Saved entries:
━━━━━━━━━━━━━━━━━━━━━━━━━━━━━━

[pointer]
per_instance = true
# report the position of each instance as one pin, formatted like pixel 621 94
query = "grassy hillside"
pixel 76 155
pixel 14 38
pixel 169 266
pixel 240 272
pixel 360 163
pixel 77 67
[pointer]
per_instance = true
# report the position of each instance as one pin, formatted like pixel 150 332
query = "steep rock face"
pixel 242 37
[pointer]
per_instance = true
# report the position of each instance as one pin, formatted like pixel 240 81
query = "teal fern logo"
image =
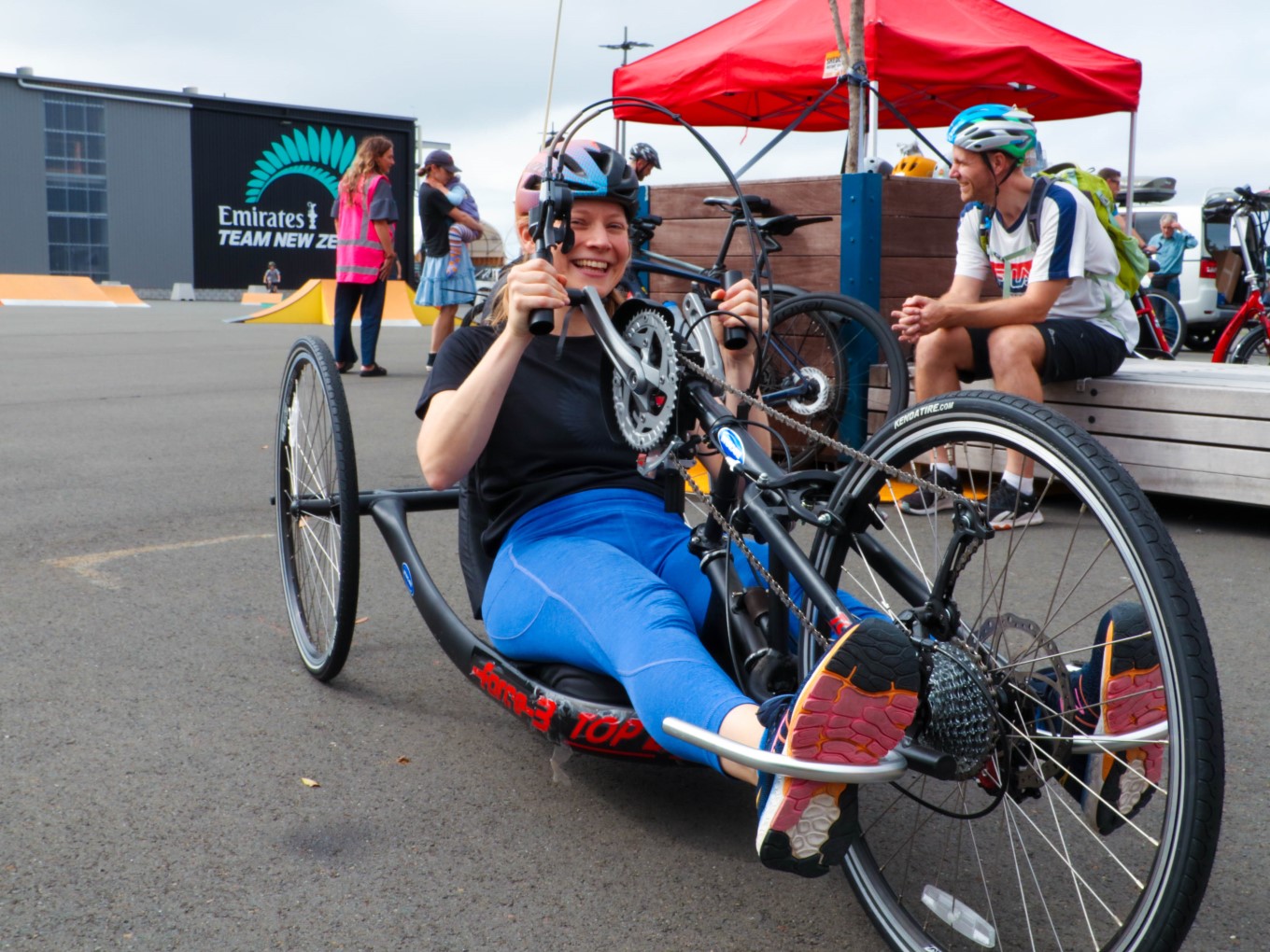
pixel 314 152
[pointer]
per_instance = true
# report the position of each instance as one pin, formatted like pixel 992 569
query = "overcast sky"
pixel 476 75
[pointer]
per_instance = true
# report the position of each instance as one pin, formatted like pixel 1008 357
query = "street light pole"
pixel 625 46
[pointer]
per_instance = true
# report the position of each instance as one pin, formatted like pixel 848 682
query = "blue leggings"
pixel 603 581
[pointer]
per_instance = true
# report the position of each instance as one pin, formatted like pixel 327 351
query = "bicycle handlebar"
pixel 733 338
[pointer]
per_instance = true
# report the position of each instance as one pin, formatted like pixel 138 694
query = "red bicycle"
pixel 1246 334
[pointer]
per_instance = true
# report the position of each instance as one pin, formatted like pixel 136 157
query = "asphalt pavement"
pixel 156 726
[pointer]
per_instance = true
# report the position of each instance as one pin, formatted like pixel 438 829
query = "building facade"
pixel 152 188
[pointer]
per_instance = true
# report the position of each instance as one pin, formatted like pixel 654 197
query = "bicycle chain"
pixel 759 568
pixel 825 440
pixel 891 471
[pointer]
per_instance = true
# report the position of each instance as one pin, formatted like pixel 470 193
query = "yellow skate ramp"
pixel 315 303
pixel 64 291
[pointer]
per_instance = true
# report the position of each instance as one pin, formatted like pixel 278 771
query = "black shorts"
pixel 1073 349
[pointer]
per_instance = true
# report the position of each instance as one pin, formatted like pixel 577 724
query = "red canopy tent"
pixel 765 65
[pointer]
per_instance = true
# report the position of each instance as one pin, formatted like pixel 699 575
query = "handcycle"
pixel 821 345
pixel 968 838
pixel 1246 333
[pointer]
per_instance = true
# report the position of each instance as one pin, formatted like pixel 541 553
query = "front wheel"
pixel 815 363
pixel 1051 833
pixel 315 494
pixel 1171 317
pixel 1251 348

━━━━━━━━━━━━━━━━━━━━━━━━━━━━━━

* **What you need to do**: Format the items above as a two-column CSV with the headers text and answer. Give one row per item, with the item's text and its answer each in a single quoted field and line breaks turned into spaces, and leave out the pictures.

* **Written response**:
text,answer
"[pointer] per_instance = true # report the position of each instance as one pin, formatted like pixel 621 94 query = ""grassy hillside""","pixel 76 155 pixel 14 38 pixel 169 266 pixel 240 272 pixel 360 163 pixel 77 67"
"[pointer] per_instance = true # report the position of each instance as one pin, formatted like pixel 150 332 query = ""steep rock face""","pixel 242 37"
"[pointer] per_instance = true # report the position of each instance as one pin, formatted like pixel 240 81 query = ""teal fern logo"" image =","pixel 314 152"
"[pointer] per_instance = true # report the position of each instance as one pin, formatted like pixel 992 569 query = ""overcast sky""","pixel 476 75"
"[pointer] per_instance = true # report the position of each instance as one pin, formatted like pixel 1008 357 query = ""street light pole""","pixel 625 46"
"[pointer] per_instance = true # report the position of each instance as one pin, formatted like pixel 848 682 query = ""blue leggings""","pixel 603 581"
"[pointer] per_instance = true # report the position of each instance as one pin, formatted like pixel 327 351 query = ""bicycle handlebar""","pixel 733 338"
"[pointer] per_instance = true # report the position of each instance as one pin, formatted like pixel 138 694 query = ""red bicycle""","pixel 1246 334"
"[pointer] per_instance = true # report the position of each instance as one pin, formatted like pixel 136 157 query = ""asphalt pavement""","pixel 156 726"
"[pointer] per_instance = true # report the position of each instance as one pin, formatted like pixel 438 829 query = ""building facade""","pixel 152 188"
"[pointer] per_instance = true # report the position of each instance as one pin, formatted like pixel 654 197 query = ""bicycle chain""","pixel 759 568 pixel 825 440 pixel 891 471"
"[pointer] per_instance = true # report the position of each instance as one pin, formatted like pixel 470 193 query = ""yellow skate ramp""","pixel 315 303 pixel 64 291"
"[pointer] per_instance = true # report the position of each instance as one pin, formatted like pixel 278 771 query = ""black shorts""","pixel 1073 349"
"[pointer] per_instance = true # report the position of each instance as one pin, formatted like pixel 577 724 query = ""red canopy tent""","pixel 765 65"
"[pointer] per_instance = true # report the position of each instance as one pin, formatted like pixel 699 575 query = ""handcycle""","pixel 821 345 pixel 968 838 pixel 1246 333"
"[pointer] per_instance = true # report the position of each instance as one pin, formatted like pixel 541 553 query = ""front wheel""","pixel 815 363 pixel 1051 833 pixel 315 494 pixel 1171 317 pixel 1251 348"